Picture annotation rows:
-- begin --

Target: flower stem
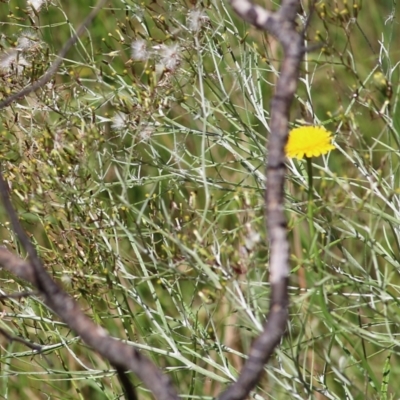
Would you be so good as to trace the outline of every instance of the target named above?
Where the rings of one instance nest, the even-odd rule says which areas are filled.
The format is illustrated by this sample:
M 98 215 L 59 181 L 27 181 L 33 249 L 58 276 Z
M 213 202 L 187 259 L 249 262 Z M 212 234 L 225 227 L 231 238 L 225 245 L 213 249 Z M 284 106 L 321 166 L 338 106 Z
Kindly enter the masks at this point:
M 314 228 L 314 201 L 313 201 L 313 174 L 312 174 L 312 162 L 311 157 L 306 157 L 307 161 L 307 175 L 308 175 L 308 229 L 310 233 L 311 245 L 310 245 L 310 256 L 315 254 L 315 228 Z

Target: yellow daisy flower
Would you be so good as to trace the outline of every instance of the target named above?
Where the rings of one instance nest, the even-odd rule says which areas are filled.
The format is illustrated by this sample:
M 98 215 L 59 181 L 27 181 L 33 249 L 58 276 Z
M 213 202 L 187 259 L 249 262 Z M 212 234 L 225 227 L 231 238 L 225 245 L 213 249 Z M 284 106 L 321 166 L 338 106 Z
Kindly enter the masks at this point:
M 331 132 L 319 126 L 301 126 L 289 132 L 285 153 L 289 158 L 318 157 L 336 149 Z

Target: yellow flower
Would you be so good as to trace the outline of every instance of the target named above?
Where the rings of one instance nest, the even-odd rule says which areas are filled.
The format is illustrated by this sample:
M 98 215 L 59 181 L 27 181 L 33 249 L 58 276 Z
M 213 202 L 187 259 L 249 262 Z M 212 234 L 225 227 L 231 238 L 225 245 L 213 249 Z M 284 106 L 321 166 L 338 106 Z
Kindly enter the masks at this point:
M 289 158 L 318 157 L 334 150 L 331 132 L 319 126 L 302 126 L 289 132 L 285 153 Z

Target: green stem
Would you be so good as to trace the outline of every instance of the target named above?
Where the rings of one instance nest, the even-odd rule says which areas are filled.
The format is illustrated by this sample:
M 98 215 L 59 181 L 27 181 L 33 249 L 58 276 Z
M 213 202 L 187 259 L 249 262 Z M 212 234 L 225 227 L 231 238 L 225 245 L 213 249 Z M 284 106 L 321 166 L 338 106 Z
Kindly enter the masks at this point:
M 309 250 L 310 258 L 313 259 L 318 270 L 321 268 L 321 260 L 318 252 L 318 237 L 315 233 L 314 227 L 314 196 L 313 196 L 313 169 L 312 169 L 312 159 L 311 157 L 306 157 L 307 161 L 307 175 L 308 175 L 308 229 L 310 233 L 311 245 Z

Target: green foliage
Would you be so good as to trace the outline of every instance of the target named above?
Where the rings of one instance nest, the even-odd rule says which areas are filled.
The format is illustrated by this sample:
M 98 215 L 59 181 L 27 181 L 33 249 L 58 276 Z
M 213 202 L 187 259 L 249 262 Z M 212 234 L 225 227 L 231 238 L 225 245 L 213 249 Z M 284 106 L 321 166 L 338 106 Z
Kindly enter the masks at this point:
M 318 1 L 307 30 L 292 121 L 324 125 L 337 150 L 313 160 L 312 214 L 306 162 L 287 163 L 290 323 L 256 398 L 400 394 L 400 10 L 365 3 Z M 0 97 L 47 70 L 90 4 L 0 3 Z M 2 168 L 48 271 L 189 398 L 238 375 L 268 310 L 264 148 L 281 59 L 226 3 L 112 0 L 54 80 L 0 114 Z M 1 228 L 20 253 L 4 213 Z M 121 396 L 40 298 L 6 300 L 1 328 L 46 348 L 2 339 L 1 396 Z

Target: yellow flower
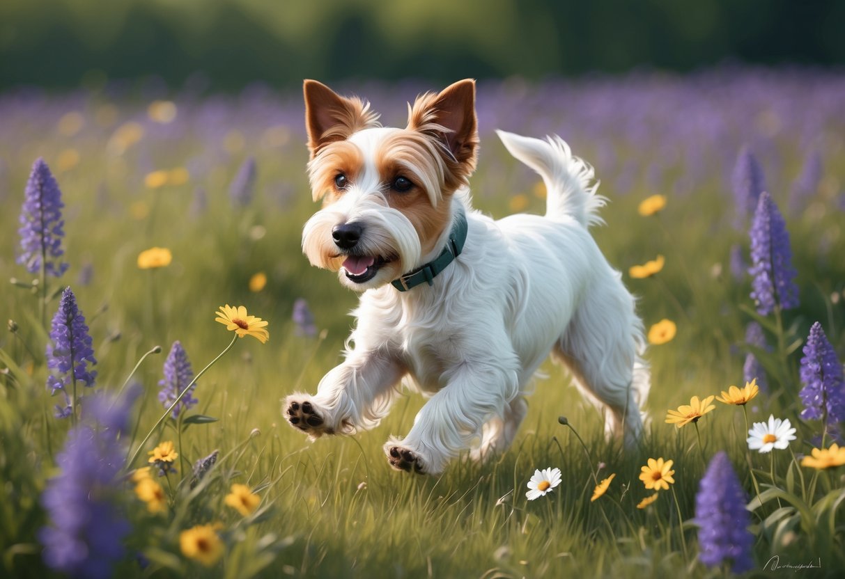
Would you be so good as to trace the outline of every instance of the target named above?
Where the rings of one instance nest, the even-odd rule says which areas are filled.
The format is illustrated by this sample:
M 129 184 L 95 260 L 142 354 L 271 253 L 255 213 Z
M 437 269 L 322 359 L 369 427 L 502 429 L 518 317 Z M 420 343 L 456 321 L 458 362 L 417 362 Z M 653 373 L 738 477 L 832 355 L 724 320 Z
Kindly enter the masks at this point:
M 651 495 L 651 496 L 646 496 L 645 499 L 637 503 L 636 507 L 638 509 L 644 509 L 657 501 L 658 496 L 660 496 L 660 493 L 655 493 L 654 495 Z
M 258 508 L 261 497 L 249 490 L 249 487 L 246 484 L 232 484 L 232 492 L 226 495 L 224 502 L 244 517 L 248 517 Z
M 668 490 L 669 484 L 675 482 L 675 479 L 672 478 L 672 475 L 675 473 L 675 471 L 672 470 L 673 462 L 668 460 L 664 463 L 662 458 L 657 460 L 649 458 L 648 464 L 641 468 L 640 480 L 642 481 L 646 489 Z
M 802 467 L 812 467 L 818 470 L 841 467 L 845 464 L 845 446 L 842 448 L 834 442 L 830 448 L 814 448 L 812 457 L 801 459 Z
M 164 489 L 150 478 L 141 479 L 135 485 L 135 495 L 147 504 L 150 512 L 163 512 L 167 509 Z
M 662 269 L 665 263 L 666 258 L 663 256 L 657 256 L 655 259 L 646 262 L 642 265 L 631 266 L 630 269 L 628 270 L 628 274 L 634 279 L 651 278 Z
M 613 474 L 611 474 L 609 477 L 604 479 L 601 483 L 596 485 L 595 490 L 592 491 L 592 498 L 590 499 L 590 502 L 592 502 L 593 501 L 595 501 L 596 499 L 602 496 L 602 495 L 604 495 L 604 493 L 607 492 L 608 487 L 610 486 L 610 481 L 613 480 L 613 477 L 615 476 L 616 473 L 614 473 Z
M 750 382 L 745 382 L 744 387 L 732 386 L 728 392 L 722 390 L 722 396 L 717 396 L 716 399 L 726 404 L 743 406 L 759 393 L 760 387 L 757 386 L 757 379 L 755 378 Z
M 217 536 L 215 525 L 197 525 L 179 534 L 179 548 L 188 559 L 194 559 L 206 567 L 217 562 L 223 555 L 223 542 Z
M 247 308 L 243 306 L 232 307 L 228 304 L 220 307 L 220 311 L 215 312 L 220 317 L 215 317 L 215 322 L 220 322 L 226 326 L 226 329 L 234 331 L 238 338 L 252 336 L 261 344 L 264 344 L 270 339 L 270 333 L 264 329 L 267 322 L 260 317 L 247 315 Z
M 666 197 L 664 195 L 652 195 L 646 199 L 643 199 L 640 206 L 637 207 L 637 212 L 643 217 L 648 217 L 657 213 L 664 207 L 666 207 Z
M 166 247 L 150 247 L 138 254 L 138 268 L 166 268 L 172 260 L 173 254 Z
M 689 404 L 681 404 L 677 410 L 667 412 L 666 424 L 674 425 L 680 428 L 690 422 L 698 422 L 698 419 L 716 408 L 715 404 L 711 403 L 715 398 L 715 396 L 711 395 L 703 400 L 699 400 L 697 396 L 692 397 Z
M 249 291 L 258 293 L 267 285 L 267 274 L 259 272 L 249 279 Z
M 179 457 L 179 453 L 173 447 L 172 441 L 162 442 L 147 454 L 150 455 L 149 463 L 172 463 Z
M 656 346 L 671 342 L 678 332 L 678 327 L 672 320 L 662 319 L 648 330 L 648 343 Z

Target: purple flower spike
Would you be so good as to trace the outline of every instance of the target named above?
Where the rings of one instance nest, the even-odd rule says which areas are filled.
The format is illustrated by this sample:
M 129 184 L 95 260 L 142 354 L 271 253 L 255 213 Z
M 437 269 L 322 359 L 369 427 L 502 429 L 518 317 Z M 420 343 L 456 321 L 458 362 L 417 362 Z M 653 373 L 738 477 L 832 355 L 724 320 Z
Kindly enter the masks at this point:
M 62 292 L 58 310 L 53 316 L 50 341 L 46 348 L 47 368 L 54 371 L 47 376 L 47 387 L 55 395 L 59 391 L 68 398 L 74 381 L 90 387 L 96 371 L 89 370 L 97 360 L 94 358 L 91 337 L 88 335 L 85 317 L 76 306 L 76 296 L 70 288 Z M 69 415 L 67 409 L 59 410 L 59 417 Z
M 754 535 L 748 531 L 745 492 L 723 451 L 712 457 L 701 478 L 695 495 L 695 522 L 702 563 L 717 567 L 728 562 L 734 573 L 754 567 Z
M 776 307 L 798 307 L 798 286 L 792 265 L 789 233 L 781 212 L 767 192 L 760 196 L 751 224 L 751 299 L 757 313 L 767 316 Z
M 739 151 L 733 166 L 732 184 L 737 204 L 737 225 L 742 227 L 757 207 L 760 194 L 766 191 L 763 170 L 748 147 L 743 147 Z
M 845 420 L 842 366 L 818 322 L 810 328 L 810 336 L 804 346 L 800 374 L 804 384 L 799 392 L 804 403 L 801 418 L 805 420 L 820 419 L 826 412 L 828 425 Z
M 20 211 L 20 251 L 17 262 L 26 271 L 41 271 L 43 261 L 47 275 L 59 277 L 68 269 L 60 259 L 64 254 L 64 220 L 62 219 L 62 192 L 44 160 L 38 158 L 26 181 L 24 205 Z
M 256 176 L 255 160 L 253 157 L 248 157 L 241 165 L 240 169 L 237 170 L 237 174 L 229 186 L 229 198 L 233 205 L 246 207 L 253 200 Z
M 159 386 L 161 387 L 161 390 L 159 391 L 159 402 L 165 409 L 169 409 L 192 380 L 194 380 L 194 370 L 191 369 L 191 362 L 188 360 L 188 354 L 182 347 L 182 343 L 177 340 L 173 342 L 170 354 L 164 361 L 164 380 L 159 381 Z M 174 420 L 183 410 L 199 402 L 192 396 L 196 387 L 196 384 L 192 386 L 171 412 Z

-- end --

Lay out as a JSON list of strings the lines from the one containing "Target: yellow daisy flower" down to the one containing "M 289 158 L", both included, one string per line and blank lines left out.

[
  "Target: yellow daisy flower",
  "Would you be so good as to trace the outline of every instance of the target named above?",
  "Where the rings of one instance nest, the even-odd rule says which areas are filled.",
  "The format is illustrated by this sample:",
  "M 98 215 L 59 181 L 27 181 L 33 249 L 58 276 Z",
  "M 213 202 L 187 259 L 249 262 Z M 212 234 L 225 227 L 231 238 L 225 245 L 213 249 Z M 284 106 L 321 166 L 338 106 Z",
  "Kindly enter the masks at this point:",
  "M 331 132 L 319 126 L 301 126 L 289 132 L 285 153 L 289 158 L 318 157 L 336 149 Z",
  "Target: yellow flower",
  "Would you be so good as to trace the outline of every instance of the target named above?",
  "Where the rings of one instance nest, the even-odd rule says which areas are filled.",
  "The format is illustrated by this sample:",
  "M 98 215 L 59 181 L 27 181 L 33 249 L 58 276 Z",
  "M 213 202 L 187 259 L 249 262 Z M 212 234 L 225 227 L 231 238 L 225 245 L 213 249 Z M 284 106 L 321 166 L 338 106 Z",
  "Kindly enter the masks at this point:",
  "M 289 158 L 318 157 L 334 150 L 331 132 L 319 126 L 302 126 L 289 132 L 285 153 Z"
]